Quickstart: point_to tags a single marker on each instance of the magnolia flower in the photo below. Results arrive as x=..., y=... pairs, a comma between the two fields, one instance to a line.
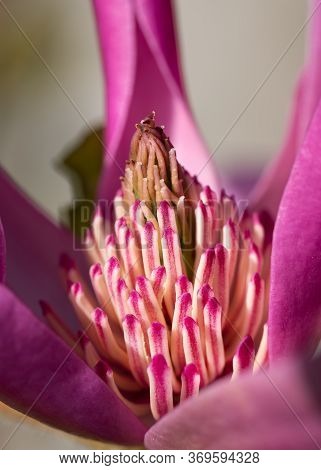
x=184, y=282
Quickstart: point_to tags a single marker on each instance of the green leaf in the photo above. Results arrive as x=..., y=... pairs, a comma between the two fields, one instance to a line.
x=82, y=166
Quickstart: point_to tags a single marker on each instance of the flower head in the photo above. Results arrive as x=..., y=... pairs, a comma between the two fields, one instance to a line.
x=179, y=284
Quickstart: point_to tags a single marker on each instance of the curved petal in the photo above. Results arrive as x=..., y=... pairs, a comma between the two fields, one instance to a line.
x=225, y=416
x=2, y=253
x=295, y=296
x=142, y=74
x=43, y=378
x=269, y=189
x=34, y=245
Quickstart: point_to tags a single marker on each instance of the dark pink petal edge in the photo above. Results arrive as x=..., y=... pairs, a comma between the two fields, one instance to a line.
x=34, y=244
x=283, y=415
x=2, y=253
x=42, y=377
x=295, y=296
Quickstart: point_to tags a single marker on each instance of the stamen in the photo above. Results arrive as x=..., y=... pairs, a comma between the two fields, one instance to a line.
x=254, y=304
x=158, y=278
x=215, y=354
x=186, y=275
x=190, y=382
x=158, y=343
x=261, y=357
x=244, y=357
x=193, y=348
x=183, y=308
x=160, y=384
x=134, y=340
x=150, y=245
x=145, y=289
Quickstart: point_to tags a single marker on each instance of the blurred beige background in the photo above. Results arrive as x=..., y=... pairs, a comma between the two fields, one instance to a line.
x=228, y=48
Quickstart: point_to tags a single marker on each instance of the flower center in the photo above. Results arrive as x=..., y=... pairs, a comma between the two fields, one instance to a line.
x=180, y=284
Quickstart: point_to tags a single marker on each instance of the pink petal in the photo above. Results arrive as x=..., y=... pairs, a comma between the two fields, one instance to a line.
x=295, y=298
x=269, y=189
x=142, y=74
x=34, y=245
x=268, y=410
x=41, y=377
x=2, y=253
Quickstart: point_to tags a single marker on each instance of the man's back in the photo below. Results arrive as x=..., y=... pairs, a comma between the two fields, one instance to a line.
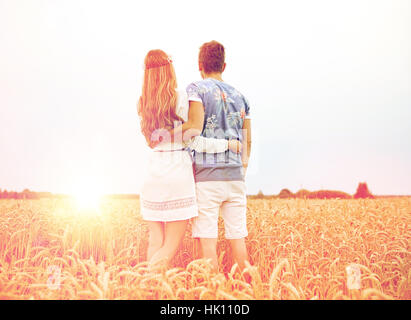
x=225, y=110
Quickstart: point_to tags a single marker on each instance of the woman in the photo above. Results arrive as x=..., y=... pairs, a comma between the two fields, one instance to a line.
x=168, y=198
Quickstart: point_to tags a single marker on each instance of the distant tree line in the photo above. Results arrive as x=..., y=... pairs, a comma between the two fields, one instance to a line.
x=362, y=192
x=27, y=194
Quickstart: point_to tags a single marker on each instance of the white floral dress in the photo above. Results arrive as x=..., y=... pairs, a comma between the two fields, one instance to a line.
x=168, y=192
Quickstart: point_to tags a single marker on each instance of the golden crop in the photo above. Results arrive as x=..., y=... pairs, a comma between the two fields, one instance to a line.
x=299, y=249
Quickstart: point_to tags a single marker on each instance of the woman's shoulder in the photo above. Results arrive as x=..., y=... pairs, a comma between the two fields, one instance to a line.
x=182, y=104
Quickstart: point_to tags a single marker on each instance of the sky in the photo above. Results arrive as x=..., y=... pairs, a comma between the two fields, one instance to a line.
x=328, y=83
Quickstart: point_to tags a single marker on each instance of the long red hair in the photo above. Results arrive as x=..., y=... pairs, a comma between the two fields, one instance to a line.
x=158, y=100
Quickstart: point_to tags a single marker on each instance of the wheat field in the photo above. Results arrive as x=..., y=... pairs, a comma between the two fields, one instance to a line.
x=299, y=249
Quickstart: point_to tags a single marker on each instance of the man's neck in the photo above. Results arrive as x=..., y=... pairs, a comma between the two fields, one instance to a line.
x=215, y=75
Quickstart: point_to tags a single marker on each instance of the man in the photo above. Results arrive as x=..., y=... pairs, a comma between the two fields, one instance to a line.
x=220, y=177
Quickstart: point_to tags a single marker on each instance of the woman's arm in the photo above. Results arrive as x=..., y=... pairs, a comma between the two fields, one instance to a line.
x=189, y=129
x=212, y=145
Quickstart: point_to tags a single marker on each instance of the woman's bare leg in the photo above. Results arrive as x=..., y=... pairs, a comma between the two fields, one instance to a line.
x=173, y=234
x=156, y=237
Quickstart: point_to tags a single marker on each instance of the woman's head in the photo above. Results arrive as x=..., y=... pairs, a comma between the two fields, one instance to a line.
x=157, y=104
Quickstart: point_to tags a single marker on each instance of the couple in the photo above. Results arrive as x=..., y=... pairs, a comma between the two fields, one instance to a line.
x=200, y=140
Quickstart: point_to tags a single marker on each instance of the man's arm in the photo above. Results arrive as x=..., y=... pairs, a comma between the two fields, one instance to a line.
x=193, y=126
x=246, y=143
x=184, y=132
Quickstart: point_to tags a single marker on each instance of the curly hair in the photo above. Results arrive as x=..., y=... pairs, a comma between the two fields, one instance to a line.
x=212, y=56
x=158, y=100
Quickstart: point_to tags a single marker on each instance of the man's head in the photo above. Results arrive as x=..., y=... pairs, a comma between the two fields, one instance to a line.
x=211, y=58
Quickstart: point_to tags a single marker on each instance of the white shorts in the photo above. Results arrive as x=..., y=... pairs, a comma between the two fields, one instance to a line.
x=230, y=197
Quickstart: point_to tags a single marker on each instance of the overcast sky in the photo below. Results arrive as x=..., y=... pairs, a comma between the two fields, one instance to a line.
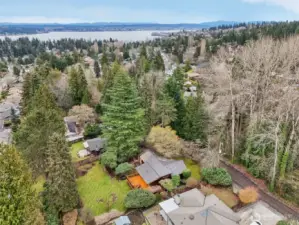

......

Exercise requirements
Return all of the records above word for word, leaving the pictures out.

Written solution
Quickstart: point_to tags a single marker on each instance of the magnolia flower in the photo below. Results arrive as x=..., y=... pairs, a comma between the two fields, one instance to a line.
x=184, y=282
Quickstart: point_to tags a single marker on each instance of the green leaf in the photo above. Results arrive as x=..., y=... pairs, a comma between the two fields, one instance to a line.
x=82, y=166
Quickstart: point_to tags a single marker on each instance of the flower head in the photo above. Results arrive as x=..., y=... pairs, a comma between the two fields, one instance to a line.
x=179, y=284
Quickstart: point_to tags a single marker on each instance of the curved petal in the photo above. Results arrive as x=..., y=... pairs, a comma between the two fields, one instance to a line.
x=225, y=416
x=2, y=253
x=295, y=296
x=142, y=74
x=43, y=378
x=269, y=189
x=34, y=245
Quickstart: point_to tags a single marker on each instance of the dark pink petal edge in the photo above. Results arrive as x=..., y=... pairs, a comma between the two fields, one instance to a line.
x=34, y=244
x=283, y=415
x=2, y=253
x=42, y=377
x=295, y=296
Quickstart: point_to tags a single marker on each instance of the stamen in the photo above. Results arrive as x=..., y=... pairs, a comma between the two fields, one instance to a line.
x=254, y=304
x=158, y=278
x=215, y=354
x=186, y=275
x=190, y=382
x=158, y=343
x=261, y=357
x=244, y=357
x=193, y=348
x=183, y=308
x=160, y=384
x=134, y=340
x=150, y=245
x=145, y=289
Quickstart: point_to tags a single marker on each instance of the blurred beige background in the photo above. Results arrive as x=..., y=... pairs, a comma between the two fields, one instance to a line.
x=228, y=48
Quickstart: point_to tags a single marker on each instance of the flower center in the photo above. Results arrive as x=..., y=... pairs, a comma between the two fields, one instance to a line.
x=180, y=284
Quickstart: point_to tags a single marker on each instance of the pink petal in the photo above. Results arrive as x=..., y=... pairs, a comma between the two fields, one instance to a line.
x=295, y=298
x=269, y=189
x=142, y=74
x=34, y=245
x=268, y=410
x=41, y=377
x=2, y=253
Quickstart: point_to tags a single marker on each instance of the man's back in the photo below. Results arrive as x=..., y=... pairs, a comma between the two fields, one instance to a line.
x=225, y=110
Quickstart: point_to tags a single marker on each instance of the woman in the photo above. Results arrive as x=..., y=... pairs, a comma between the two fields, one instance to a line.
x=168, y=198
Quickstart: point_to tags a single marker on each instance of the distant tree line in the photo above. Results arrive as x=..., y=... pairs, a comma between the two fields, one instance to a line.
x=362, y=192
x=27, y=194
Quickstart: point_to tags a single marker on each instance of the white floral dress in the photo above. Results arrive as x=..., y=... pairs, a comma between the two fields, one instance to a line.
x=168, y=192
Quickstart: point_to tags a single marker on each instance of the golden crop in the photo above. Results arrive as x=..., y=... pairs, a comma between the two fields, one instance to a line.
x=299, y=249
Quickstart: point_to tags a single marker on each instance of the woman's shoulder in the photo above. Results arrive as x=..., y=... pairs, a comma between the two fields, one instance to a line.
x=182, y=104
Quickstart: point_to tags a single marker on each instance of the sky in the photo above. Results arrive as x=..., y=... pairs, a comma between the two fields, one instance to a line.
x=328, y=83
Quickstart: point_to tags a single marker on each instance of the long red hair in the photo above. Results arrive as x=..., y=... pairs, a comma between the two fields, one instance to a line.
x=158, y=100
Quickstart: point_to tags a single marker on each instance of the wheat field in the photo above. Results arrive as x=..., y=... pairs, a comma between the two fields, one instance to a line.
x=299, y=249
Quickstart: point_to tags a single marker on each instance of the man's neck in the photo above. Results arrive as x=..., y=... pairs, a comma between the two fields, one instance to a line.
x=215, y=75
Quickstart: point_to tags a single marker on each instance of the man in the photo above. Results arrive as x=..., y=... pairs, a comma between the two fields, one instance to a line.
x=220, y=177
Quickstart: point_to tags a single marker on each instance of the woman's arm in the photo above. Results arrive as x=..., y=... pairs, a comma between the two fields, one instance to a line.
x=189, y=129
x=212, y=145
Quickstart: point_to tags a single marker on each instance of the woman's bare leg in the photo above. Results arrive as x=..., y=... pairs, a comma between the two fields, one instance to a line.
x=173, y=234
x=156, y=237
Quickstart: point_to tags a single marker on each instance of the woman's head in the photo above. Results arrive as x=..., y=... pairs, a comma between the two fields, one instance to a line.
x=157, y=104
Quickstart: point_to tags a single marker on each instance of the couple in the photo above. Results arrive as x=..., y=... pairs, a comma between the two fields, one instance to a line.
x=200, y=140
Quickstart: point_to tags a single marker on each instance of the man's arm in the photo above. Results arrive as x=..., y=... pairs, a comma between the two fields, one instance to a line.
x=193, y=126
x=246, y=143
x=184, y=132
Quickstart: point_to tags a single marker on each instance of the curly hair in the photo above. Results arrive as x=..., y=... pairs, a comma between the two fields, one instance to a line.
x=212, y=56
x=158, y=100
Quickstart: point_to tags a single marker on each instance of the man's head in the photo above. Results arrive as x=..., y=... pairs, a comma between the two fields, one instance to a line.
x=211, y=58
Quickstart: point_to tags a single marker on each instance of the white shorts in the photo above. Results arrive as x=..., y=... pairs, a comma between the two fields, one instance to a line.
x=230, y=197
Quickstart: point_to tags a single marker on each instance of the overcast sky in the photo below. Results arrive as x=..., y=... pairs, a comma between the two fields, one instance to a line.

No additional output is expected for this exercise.